*Exercise brief:* Collect each line of the material below that contains the word "yellow", and copy those lines in their original order.

[Annotated coordinate records]
————————

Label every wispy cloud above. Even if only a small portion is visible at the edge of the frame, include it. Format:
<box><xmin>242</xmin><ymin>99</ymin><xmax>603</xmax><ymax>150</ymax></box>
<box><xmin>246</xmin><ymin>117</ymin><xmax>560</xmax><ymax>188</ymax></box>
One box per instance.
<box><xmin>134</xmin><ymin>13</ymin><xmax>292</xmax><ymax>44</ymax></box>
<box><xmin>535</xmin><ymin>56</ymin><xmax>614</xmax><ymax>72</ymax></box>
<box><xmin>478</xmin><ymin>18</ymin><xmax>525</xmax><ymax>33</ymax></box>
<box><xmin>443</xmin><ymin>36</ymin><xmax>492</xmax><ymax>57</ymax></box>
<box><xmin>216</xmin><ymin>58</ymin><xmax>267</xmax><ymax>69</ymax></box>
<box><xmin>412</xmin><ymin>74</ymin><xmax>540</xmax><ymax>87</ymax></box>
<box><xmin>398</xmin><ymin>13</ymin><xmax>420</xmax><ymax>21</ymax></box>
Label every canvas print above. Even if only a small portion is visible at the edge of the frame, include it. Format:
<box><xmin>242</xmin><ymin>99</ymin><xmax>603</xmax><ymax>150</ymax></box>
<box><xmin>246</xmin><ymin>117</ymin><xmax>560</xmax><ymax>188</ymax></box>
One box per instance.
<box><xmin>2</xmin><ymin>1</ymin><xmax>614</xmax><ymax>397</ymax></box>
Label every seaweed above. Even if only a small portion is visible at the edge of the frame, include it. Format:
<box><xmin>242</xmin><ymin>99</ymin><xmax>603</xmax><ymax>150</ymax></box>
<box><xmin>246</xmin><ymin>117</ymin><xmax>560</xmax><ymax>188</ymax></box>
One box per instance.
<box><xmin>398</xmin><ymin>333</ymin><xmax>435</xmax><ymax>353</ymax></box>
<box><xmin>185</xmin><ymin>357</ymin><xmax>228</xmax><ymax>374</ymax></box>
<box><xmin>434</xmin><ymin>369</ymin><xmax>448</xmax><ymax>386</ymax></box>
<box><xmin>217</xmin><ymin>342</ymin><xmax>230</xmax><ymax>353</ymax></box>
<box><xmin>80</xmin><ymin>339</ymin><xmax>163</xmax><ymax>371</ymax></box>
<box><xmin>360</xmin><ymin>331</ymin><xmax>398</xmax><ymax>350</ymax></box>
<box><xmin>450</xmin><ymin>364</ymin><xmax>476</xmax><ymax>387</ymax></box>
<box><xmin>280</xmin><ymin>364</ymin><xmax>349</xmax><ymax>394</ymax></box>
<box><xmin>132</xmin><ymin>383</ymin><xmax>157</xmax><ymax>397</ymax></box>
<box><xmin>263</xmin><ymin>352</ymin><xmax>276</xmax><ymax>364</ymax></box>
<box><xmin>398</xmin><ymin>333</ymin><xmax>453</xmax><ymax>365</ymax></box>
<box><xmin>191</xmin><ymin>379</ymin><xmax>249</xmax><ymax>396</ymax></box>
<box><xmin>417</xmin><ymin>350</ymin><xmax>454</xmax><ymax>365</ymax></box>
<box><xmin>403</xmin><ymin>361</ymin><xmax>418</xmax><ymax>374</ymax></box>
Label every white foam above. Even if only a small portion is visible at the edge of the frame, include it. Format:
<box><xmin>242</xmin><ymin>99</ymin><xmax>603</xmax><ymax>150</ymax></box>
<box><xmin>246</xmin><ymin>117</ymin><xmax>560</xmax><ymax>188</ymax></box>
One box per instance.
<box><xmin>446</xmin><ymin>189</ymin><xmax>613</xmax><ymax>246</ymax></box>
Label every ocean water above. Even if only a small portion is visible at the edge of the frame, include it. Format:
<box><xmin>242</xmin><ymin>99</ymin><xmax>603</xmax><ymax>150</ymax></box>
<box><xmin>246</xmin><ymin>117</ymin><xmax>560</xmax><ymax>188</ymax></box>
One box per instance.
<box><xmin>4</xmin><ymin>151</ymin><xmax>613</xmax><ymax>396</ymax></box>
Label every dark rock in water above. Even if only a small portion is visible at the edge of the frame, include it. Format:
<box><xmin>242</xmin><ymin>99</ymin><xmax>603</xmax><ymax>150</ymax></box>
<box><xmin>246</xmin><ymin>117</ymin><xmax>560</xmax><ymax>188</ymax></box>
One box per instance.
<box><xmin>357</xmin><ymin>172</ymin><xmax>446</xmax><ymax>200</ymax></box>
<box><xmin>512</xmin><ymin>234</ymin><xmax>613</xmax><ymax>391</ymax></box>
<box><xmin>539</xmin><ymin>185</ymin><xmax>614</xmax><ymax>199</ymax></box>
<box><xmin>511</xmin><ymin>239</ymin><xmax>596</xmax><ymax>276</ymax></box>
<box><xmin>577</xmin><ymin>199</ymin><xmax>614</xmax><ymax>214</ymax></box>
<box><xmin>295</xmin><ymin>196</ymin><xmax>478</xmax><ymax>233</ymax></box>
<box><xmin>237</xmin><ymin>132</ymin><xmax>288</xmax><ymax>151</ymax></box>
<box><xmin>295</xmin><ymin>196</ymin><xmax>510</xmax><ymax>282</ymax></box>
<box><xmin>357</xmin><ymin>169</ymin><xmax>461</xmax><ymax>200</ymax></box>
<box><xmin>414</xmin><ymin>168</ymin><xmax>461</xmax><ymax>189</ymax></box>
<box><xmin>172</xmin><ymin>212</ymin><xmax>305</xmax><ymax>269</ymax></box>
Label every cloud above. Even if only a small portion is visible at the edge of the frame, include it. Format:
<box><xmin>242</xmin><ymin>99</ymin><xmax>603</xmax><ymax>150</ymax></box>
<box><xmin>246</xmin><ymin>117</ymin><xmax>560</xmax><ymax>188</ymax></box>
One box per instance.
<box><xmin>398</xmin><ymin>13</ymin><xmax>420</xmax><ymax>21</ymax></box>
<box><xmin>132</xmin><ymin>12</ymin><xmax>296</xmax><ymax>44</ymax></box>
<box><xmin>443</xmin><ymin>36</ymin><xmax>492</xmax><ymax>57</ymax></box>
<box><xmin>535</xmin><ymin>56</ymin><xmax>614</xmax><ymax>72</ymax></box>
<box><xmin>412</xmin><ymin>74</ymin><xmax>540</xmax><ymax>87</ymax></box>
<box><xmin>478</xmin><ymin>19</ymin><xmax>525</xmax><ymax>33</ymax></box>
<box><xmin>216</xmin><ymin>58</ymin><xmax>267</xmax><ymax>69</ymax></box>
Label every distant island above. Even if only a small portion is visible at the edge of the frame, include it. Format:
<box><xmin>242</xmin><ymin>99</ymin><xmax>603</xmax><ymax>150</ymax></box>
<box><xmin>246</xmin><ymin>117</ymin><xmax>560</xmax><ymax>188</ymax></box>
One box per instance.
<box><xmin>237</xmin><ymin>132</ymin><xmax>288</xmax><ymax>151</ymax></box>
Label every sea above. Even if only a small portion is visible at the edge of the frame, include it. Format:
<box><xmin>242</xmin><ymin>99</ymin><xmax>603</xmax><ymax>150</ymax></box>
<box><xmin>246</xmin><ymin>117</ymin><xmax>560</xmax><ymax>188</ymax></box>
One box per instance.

————————

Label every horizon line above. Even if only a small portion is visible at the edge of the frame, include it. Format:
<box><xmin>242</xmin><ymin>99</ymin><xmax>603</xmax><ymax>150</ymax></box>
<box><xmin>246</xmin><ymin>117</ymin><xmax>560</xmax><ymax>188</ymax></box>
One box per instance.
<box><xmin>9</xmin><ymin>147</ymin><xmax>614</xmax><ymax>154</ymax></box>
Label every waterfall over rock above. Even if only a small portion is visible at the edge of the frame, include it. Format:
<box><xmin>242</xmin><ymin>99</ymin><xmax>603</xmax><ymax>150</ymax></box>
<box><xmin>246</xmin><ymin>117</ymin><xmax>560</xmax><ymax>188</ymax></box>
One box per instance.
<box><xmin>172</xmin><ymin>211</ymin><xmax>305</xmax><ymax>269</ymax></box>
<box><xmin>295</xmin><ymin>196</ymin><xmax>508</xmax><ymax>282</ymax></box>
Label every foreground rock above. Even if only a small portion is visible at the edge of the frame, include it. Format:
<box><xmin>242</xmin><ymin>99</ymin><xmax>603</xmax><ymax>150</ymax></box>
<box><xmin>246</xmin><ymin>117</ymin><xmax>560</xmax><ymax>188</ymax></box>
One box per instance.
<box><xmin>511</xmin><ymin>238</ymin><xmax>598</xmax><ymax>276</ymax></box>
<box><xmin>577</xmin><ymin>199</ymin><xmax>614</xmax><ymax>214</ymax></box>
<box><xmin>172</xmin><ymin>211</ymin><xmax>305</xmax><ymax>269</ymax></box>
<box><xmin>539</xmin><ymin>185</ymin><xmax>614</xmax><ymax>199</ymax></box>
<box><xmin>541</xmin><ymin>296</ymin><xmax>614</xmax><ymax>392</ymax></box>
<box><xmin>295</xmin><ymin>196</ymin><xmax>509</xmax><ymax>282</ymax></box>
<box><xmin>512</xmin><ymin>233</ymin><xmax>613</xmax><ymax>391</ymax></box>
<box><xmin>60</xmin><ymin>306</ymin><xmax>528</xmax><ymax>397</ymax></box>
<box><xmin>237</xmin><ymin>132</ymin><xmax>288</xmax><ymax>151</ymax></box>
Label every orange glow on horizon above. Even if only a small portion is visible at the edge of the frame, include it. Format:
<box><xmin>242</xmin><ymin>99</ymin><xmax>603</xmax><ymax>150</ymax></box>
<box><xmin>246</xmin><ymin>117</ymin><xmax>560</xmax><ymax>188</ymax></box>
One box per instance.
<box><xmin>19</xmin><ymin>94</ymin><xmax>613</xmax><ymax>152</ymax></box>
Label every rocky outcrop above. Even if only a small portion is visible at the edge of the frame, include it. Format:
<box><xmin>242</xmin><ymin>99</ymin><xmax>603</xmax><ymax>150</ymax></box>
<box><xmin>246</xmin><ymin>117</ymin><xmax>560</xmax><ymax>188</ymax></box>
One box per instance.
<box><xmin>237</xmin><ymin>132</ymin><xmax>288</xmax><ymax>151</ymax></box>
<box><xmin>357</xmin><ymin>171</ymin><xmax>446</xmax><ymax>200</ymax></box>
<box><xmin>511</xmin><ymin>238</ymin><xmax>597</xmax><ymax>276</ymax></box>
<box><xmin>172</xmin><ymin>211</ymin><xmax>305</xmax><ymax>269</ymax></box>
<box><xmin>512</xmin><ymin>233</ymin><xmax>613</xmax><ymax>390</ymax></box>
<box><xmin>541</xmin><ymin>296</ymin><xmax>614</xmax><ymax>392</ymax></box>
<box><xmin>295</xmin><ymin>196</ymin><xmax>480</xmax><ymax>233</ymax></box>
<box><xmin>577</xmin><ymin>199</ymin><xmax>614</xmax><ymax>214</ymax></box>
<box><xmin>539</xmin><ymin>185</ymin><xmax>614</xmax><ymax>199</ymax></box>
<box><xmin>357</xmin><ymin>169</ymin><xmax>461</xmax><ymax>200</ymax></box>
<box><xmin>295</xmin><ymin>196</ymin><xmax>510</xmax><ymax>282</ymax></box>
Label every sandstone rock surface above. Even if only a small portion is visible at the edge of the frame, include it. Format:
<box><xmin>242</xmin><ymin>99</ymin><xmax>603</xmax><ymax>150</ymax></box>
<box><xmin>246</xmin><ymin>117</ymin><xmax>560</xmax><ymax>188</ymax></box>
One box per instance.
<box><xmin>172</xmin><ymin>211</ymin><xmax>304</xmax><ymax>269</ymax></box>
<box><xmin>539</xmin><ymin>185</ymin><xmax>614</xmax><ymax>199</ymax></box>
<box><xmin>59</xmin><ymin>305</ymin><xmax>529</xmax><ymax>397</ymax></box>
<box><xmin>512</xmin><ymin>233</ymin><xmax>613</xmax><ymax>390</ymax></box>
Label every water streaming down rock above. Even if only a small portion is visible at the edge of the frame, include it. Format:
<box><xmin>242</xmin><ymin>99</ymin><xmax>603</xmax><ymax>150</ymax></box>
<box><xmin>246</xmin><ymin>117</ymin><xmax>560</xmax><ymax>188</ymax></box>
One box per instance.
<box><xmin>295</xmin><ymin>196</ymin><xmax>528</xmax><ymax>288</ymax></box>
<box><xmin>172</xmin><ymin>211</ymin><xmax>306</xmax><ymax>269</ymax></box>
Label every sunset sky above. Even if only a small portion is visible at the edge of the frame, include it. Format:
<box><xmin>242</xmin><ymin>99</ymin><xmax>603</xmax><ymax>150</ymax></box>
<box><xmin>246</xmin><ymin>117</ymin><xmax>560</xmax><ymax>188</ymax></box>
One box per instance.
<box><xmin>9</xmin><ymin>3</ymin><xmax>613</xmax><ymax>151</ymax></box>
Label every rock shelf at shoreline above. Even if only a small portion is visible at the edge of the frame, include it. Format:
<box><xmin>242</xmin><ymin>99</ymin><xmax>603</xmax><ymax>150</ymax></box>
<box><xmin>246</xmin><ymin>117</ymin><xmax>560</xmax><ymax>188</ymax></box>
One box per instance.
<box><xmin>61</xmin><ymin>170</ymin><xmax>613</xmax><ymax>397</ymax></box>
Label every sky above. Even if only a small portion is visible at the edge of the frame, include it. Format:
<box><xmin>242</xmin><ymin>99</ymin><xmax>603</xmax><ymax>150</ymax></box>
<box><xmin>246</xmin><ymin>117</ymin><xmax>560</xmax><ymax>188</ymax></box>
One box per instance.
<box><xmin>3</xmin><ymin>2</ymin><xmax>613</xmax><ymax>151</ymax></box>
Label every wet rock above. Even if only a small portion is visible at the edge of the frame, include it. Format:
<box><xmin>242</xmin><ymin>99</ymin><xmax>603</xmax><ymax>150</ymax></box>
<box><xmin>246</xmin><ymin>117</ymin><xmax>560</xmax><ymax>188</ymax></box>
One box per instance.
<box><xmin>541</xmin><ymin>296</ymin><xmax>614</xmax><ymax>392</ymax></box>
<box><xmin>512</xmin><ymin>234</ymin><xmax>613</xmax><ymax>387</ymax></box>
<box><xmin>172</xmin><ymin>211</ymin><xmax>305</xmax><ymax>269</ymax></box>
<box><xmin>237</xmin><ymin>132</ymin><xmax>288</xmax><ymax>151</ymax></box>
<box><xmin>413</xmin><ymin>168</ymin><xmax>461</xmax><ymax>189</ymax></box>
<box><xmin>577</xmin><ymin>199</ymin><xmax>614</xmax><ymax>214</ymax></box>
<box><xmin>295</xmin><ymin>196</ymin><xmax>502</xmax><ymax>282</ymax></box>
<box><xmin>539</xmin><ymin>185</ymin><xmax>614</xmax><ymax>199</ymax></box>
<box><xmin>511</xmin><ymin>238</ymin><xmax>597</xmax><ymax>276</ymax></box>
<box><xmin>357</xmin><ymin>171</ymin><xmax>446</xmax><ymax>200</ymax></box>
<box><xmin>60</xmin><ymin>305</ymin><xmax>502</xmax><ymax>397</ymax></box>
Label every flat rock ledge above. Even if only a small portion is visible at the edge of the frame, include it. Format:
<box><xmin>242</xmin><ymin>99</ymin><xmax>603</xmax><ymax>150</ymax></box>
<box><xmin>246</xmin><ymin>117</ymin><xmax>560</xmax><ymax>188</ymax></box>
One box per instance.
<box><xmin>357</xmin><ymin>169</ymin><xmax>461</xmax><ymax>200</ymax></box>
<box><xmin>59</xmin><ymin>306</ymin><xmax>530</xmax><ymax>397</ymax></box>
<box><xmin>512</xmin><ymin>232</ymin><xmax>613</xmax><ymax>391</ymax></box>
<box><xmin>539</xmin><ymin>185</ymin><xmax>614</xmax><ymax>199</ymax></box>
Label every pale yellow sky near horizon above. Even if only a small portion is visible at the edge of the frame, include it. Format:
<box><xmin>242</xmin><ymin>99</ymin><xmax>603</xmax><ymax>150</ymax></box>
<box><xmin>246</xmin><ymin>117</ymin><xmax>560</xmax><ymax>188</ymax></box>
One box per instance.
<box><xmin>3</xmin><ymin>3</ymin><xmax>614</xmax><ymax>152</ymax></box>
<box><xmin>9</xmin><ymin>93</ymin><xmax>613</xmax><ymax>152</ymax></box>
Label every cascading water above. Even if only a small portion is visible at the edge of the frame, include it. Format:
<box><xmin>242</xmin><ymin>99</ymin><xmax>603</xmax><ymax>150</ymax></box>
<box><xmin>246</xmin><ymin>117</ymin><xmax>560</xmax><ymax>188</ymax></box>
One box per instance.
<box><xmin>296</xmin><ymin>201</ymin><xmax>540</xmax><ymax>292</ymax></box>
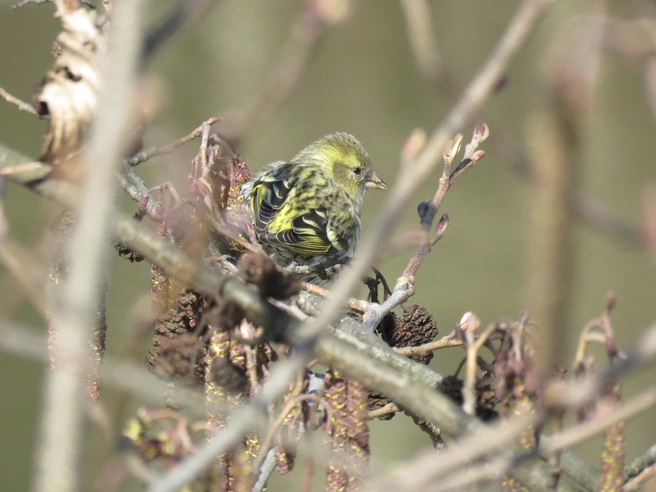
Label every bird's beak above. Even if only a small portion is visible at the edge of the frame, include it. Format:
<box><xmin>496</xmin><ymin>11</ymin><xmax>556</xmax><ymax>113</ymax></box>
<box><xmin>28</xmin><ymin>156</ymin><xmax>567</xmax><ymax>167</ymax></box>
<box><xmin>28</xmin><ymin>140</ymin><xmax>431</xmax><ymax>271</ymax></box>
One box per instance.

————————

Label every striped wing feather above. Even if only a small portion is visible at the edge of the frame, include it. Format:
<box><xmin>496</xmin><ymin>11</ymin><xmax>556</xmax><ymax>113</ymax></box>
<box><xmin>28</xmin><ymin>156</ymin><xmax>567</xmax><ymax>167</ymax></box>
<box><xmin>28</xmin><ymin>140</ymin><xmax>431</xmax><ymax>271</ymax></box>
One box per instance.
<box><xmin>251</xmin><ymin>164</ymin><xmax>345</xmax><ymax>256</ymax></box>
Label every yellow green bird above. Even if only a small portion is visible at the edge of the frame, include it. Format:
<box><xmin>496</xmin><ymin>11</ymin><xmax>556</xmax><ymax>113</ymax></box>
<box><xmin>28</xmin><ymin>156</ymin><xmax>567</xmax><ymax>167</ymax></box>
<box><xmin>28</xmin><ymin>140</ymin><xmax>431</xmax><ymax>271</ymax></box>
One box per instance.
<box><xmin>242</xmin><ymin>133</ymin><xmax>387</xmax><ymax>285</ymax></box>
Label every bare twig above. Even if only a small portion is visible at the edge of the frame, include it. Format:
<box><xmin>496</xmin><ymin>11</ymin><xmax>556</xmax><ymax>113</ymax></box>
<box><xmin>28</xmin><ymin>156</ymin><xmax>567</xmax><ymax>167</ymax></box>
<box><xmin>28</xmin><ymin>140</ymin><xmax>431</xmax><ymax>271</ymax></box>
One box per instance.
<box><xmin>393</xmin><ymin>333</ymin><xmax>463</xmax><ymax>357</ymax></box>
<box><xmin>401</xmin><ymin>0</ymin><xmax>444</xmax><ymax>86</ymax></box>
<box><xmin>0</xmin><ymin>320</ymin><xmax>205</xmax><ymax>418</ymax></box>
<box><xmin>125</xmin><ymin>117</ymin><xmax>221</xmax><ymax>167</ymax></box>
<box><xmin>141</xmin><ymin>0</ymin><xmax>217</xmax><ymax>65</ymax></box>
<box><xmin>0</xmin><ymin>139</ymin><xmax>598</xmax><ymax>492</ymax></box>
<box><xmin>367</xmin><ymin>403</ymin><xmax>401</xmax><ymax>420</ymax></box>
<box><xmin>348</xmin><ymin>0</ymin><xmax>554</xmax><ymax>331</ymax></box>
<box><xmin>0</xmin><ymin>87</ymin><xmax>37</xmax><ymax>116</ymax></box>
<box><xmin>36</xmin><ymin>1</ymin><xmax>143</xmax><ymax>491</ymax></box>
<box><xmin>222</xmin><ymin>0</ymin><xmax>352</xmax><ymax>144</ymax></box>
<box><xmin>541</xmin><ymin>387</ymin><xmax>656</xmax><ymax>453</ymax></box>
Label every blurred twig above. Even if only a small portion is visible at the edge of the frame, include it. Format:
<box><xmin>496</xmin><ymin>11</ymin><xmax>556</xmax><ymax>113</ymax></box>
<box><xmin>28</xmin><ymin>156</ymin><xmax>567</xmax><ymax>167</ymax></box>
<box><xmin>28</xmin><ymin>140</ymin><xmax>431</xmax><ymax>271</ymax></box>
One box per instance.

————————

*Complete response:*
Label every pale yellow sky near horizon above. Even if only a small portion is visible at the edge of the frame, include it. Format:
Label every yellow green bird above. Even if only a small portion is visible at the edge of the frame, include it. Format:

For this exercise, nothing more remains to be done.